**练习说明**
将下面全部条目排成一个 JSON 字符串列表，每一行对应一个字符串，空行略去。

::: 数据集条目

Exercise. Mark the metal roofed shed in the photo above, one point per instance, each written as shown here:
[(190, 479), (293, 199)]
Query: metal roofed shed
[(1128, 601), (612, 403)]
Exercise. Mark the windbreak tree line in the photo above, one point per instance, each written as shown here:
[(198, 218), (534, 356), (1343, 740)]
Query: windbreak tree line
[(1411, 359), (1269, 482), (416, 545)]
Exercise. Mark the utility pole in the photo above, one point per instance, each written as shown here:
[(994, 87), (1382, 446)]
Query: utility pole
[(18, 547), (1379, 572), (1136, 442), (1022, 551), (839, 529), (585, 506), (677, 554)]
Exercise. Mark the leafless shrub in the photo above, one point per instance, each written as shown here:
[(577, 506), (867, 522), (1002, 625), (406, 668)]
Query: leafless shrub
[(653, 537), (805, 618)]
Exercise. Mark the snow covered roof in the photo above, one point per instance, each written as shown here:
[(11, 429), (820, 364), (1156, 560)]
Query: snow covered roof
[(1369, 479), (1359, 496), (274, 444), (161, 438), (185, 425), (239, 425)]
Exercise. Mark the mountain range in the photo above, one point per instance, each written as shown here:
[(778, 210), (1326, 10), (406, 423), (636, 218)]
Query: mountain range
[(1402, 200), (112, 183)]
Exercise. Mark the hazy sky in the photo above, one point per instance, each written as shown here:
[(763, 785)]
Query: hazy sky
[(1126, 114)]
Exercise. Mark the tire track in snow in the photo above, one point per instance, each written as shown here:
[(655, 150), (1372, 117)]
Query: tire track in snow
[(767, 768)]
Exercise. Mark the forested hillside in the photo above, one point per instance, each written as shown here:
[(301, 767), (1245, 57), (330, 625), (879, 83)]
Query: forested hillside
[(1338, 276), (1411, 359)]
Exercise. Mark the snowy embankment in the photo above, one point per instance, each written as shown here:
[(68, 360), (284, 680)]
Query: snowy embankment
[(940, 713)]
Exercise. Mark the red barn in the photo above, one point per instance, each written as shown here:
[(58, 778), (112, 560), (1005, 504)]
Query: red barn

::::::

**任务作答**
[
  "Exercise. Mark the metal roofed shed in the photo above, one point per instance, each written as shown here:",
  "[(190, 479), (293, 199)]",
  "Query: metal roofed shed",
  "[(1128, 601), (612, 403)]",
  "Exercise. Mark the windbreak tree line in the photo above, one point per instance, each written as shown here:",
  "[(198, 218), (534, 356), (1343, 740)]",
  "Query: windbreak tree line",
  "[(1411, 359), (1269, 482), (416, 545)]",
  "Exercise. Mark the utility pole in the photo above, one point per instance, each written as shown here:",
  "[(994, 87), (1382, 446)]",
  "Query: utility pole",
  "[(18, 547), (1379, 572), (1136, 442), (1022, 551), (839, 529), (585, 506), (677, 554)]",
  "Exercise. Mark the leafless shrub in the photo above, one point per instance, each written as shown here:",
  "[(577, 506), (867, 522), (1002, 625), (406, 668)]",
  "Query: leafless shrub",
  "[(653, 537), (805, 618)]",
  "Exercise. Mark the snow covered roof in the photo above, one point per instance, each written as shown here:",
  "[(11, 429), (820, 364), (1156, 560)]",
  "Query: snow covered roof",
  "[(1369, 479), (1359, 496), (274, 444), (161, 438), (185, 425), (239, 425)]",
  "Exercise. Mark the mountain range in the photo above, one point per instance, each written as shown here:",
  "[(778, 210), (1326, 10), (406, 423), (636, 218)]",
  "Query: mountain range",
  "[(1402, 200), (112, 183)]",
  "Exercise. Mark the hazy sky in the photo above, one point per instance, each written as shown here:",
  "[(763, 785)]",
  "Query: hazy sky",
  "[(1126, 114)]",
  "Exercise. Mark the tire track in snow in the photo above, one point per instance, each written as shown here:",
  "[(655, 150), (1372, 117)]",
  "Query: tire track in snow",
  "[(767, 768)]",
  "Exercise. Mark the forested hillside in the photo above, one point per instance, each written as shown here:",
  "[(301, 767), (1245, 57), (330, 625), (879, 83)]",
  "Query: forested hillside",
  "[(1338, 276), (1411, 359)]",
  "Exercise. Mark the snowy embankment in the photo above, one point per instance, each written as shown here:",
  "[(68, 360), (284, 680)]",
  "Query: snowy embankment",
  "[(940, 713)]",
  "Exercise. Mark the red barn in the photo above, one point per instance, each written as shown here:",
  "[(58, 778), (112, 560), (1005, 504)]",
  "Query: red barn"
]